Task to complete: The entries contain pictures, which should not appear in the copy; everything else must be reproduced exactly.

┄┄┄┄┄┄

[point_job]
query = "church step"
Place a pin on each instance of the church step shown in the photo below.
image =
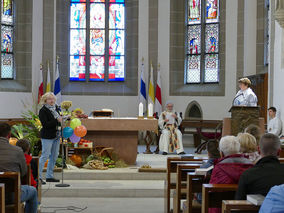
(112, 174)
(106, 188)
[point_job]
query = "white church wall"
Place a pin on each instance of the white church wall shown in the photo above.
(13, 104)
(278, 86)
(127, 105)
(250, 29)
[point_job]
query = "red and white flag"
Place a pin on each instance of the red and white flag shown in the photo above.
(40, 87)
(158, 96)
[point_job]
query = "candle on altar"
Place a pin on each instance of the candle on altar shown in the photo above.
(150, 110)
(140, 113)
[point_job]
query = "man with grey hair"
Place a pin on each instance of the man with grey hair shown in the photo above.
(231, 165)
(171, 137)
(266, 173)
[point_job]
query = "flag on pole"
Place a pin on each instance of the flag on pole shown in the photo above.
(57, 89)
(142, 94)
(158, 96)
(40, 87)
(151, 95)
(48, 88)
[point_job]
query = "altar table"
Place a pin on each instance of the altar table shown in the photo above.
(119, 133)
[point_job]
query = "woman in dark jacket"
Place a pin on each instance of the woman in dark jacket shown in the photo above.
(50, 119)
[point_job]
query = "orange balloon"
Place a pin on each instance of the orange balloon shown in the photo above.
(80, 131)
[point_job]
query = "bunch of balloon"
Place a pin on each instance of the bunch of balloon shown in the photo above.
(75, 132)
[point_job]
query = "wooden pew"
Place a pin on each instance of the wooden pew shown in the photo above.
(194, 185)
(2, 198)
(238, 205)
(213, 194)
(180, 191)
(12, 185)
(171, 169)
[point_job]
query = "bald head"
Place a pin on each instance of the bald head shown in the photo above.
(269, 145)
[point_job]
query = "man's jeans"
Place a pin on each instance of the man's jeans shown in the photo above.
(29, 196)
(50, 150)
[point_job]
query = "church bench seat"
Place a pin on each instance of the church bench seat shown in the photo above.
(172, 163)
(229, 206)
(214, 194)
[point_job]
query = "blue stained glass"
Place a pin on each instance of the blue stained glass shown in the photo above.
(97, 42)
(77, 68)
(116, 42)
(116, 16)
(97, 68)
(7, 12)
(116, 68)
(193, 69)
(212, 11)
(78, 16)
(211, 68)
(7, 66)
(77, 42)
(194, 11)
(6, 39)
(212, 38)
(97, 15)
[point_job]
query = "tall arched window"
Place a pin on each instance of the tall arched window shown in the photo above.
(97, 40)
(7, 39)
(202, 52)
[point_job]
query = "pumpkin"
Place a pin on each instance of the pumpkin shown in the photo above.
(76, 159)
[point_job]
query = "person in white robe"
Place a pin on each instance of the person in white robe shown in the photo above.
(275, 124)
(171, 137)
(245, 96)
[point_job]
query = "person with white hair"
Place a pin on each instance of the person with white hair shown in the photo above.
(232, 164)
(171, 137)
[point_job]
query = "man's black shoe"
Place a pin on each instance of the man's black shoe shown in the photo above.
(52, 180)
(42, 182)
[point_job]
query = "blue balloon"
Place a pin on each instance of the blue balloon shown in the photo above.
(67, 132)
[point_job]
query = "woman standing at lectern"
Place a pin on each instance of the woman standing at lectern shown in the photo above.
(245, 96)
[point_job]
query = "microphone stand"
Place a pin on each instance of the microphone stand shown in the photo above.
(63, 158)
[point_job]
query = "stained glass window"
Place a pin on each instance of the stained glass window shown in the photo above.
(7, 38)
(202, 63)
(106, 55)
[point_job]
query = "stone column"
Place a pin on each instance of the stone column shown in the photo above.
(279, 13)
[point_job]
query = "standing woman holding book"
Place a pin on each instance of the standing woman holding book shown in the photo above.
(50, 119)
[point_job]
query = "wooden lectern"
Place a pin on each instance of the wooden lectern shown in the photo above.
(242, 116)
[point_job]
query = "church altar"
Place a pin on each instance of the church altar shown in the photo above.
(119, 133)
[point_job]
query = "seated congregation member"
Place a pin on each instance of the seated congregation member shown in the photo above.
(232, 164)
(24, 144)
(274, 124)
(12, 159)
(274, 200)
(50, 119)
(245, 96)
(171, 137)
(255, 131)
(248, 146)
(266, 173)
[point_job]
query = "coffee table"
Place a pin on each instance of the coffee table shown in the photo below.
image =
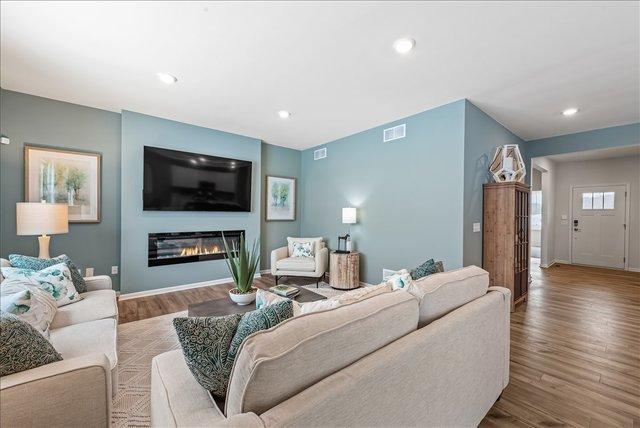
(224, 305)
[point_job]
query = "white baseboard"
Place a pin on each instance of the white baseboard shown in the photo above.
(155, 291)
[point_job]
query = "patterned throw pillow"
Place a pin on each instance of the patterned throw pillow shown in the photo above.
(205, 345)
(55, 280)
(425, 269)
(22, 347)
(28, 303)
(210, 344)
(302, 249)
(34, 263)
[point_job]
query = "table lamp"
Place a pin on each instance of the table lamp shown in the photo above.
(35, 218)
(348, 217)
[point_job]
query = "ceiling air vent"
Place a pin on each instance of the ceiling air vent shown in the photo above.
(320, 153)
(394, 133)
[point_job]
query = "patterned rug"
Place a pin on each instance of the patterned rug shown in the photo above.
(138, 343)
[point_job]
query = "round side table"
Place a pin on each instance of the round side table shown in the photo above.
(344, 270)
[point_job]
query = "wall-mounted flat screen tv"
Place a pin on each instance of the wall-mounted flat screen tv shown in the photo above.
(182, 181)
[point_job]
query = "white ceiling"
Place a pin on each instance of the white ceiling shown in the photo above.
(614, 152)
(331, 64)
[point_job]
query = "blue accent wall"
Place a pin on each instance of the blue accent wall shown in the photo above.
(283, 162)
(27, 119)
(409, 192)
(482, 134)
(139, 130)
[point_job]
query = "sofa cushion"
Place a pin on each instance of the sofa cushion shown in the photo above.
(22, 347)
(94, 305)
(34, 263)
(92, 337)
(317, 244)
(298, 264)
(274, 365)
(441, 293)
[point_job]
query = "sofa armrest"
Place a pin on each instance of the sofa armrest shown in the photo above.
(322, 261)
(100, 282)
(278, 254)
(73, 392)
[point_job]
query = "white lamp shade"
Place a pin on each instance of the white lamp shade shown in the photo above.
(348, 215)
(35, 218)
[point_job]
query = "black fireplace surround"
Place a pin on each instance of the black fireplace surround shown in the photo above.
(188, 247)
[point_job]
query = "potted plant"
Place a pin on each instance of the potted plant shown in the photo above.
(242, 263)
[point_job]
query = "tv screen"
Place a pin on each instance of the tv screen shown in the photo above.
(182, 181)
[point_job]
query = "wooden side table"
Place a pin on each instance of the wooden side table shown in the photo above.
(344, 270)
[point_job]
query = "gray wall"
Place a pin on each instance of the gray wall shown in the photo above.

┄┄┄┄┄┄

Exercise output:
[point_job]
query = "church step"
Place a pin on each instance of the church step shown in the photo below.
image =
(112, 174)
(106, 188)
[point_job]
query = "white church wall"
Place a pin on each instance of the white church wall shown in the photo above.
(13, 104)
(278, 86)
(127, 105)
(250, 29)
[point_job]
query = "red and white flag"
Place a pin on each instance of the red and white flag shown in the photo above.
(40, 87)
(158, 96)
[point_job]
query = "candle on altar"
Place a pin on each instance of the candle on altar shown in the photo above.
(150, 110)
(140, 113)
[point_job]
query = "man with grey hair"
Place a pin on each instance of the man with grey hair shown in the photo above.
(231, 165)
(171, 137)
(266, 173)
[point_job]
query = "flag on pole"
Place a pin on each instance of the flag on pole shown in the photo above.
(57, 89)
(142, 94)
(158, 96)
(40, 87)
(151, 95)
(48, 88)
[point_job]
query = "altar table"
Place a pin on each instance of the altar table shown in the photo above.
(119, 133)
[point_job]
query = "woman in dark jacket"
Place a pin on each instance of the woman in dark jacket shown in the photo above.
(50, 119)
[point_job]
query = "orange balloon"
Place a pin on each instance of the orange balloon shown in the photo above.
(80, 131)
[point_job]
query = "bunch of balloon"
Place a pin on each instance of the bunch of balloon shown in the photo above.
(75, 132)
[point_job]
query = "wooden pew"
Place a pin on each instance of the wooden pew shown in the photo above.
(194, 185)
(2, 198)
(238, 205)
(213, 194)
(180, 191)
(12, 185)
(171, 169)
[point_job]
query = "bald head"
Place a pin on each instance of the bald head shown in the photo above.
(269, 145)
[point_job]
query = "man's jeans"
Place a pin on each instance of the man's jeans shown in the photo above.
(29, 196)
(50, 150)
[point_job]
query = "church bench seat"
Place a pin on each instance of the church bench seat shown in the photo above.
(172, 163)
(229, 206)
(214, 194)
[point_job]
query = "blue stained glass"
Place a pin on each instance of the blue stained glass shown in the photo above.
(97, 42)
(77, 68)
(116, 42)
(116, 16)
(97, 68)
(7, 12)
(116, 68)
(193, 69)
(212, 11)
(78, 16)
(211, 68)
(7, 66)
(77, 42)
(194, 11)
(6, 39)
(212, 38)
(97, 15)
[point_job]
query = "tall arched window"
Place a pin on each instance of the tall arched window shown in the photo above.
(97, 40)
(7, 39)
(202, 52)
[point_job]
query = "pumpkin"
Place a pin on each instance of the pumpkin shown in the photo above.
(76, 159)
[point_job]
query = "person in white robe"
Place a pin on each instance of the person in white robe shown in the photo above.
(275, 124)
(171, 137)
(245, 96)
[point_job]
query = "person with white hair"
Place a pin on each instance of the person with white hair shown in the photo above.
(232, 164)
(171, 137)
[point_job]
query = "man's black shoe"
Place a pin on each instance of the man's black shoe shown in the photo above.
(52, 180)
(42, 182)
[point_job]
query = "blue balloon"
Place a pin on each instance of the blue balloon shown in the photo above.
(67, 132)
[point_job]
query = "woman standing at lectern"
Place a pin on each instance of the woman standing at lectern shown in the photo above.
(245, 96)
[point_job]
query = "microphone stand"
Place a pin on each instance of the microphone stand shown in the photo above.
(63, 158)
[point_job]
query = "stained glass window"
Place a pin on each instance of the stained glass window shown in the photo above.
(7, 38)
(202, 63)
(106, 55)
[point_job]
query = "stone column"
Place a pin on each instance of the stone column shown in the photo above.
(279, 13)
[point_job]
query = "standing woman holding book"
Place a pin on each instance of the standing woman holding book shown in the photo above.
(50, 119)
[point_job]
query = "wooden lectern"
Place a pin on each instance of the wooden lectern shown in the photo above.
(242, 116)
[point_job]
query = "church altar"
Place a pin on each instance of the church altar shown in the photo above.
(119, 133)
[point_job]
query = "seated congregation member"
Place a pin on each instance of the seated congregation member shown in the photo above.
(232, 164)
(24, 144)
(274, 124)
(12, 159)
(274, 200)
(50, 119)
(245, 96)
(171, 137)
(255, 131)
(248, 146)
(266, 173)
[point_job]
query = "coffee table"
Place a pin on each instance of the coffee table shown in the photo below.
image =
(224, 305)
[point_job]
query = "white baseboard"
Place a pin on each instance of the white baseboard shown in the photo above.
(155, 291)
[point_job]
query = "patterned throw pillow"
Place a pin on each instance of the patterned throw pillow shown in the photo above.
(205, 345)
(55, 280)
(425, 269)
(22, 347)
(28, 303)
(210, 344)
(302, 249)
(34, 263)
[point_job]
query = "table lamp"
Place a pin on each instance of the table lamp shown in the photo above.
(35, 218)
(348, 217)
[point_job]
query = "ceiling air vent"
Place a pin on each instance of the ceiling air vent shown in the photo above.
(320, 153)
(394, 133)
[point_job]
query = "patterned rug"
Place a pin on each instance of the patterned rug shown in the photo above.
(138, 343)
[point_job]
query = "round side table"
Place a pin on each instance of the round side table shown in the photo above.
(344, 270)
[point_job]
query = "wall-mounted flat screen tv"
Place a pin on each instance of the wall-mounted flat screen tv shown in the photo above.
(182, 181)
[point_job]
query = "white ceiling"
Place a pin on each instance of the white ceiling shown in the photo above.
(614, 152)
(331, 64)
[point_job]
query = "blue accent wall"
Place a pin on each instance of the blue accent wall shown in the photo above.
(283, 162)
(27, 119)
(409, 192)
(482, 134)
(139, 130)
[point_job]
query = "sofa cushion"
Place a pin on each instance of the sofa cushion shown in the photo above.
(22, 347)
(94, 305)
(34, 263)
(92, 337)
(317, 244)
(298, 264)
(274, 365)
(441, 293)
[point_job]
query = "sofa armrest"
Place a pin on each instance of the sofa armrest shown in the photo above.
(322, 261)
(100, 282)
(278, 254)
(73, 392)
[point_job]
query = "white lamp shade"
Place a pin on each instance of the white lamp shade shown in the photo above.
(348, 215)
(35, 218)
[point_job]
query = "black fireplace surround"
Place a pin on each instance of the black fireplace surround shown in the photo above.
(188, 247)
[point_job]
query = "potted plant"
Place a pin on each instance of the potted plant shown in the photo above.
(242, 263)
[point_job]
query = "tv screen"
Place a pin on each instance of the tv screen shown in the photo above.
(182, 181)
[point_job]
query = "wooden side table"
Place a pin on each instance of the wooden side table shown in the photo above.
(344, 270)
[point_job]
query = "gray wall"
Place a pin on each instance of the gray wall shown in the photo above.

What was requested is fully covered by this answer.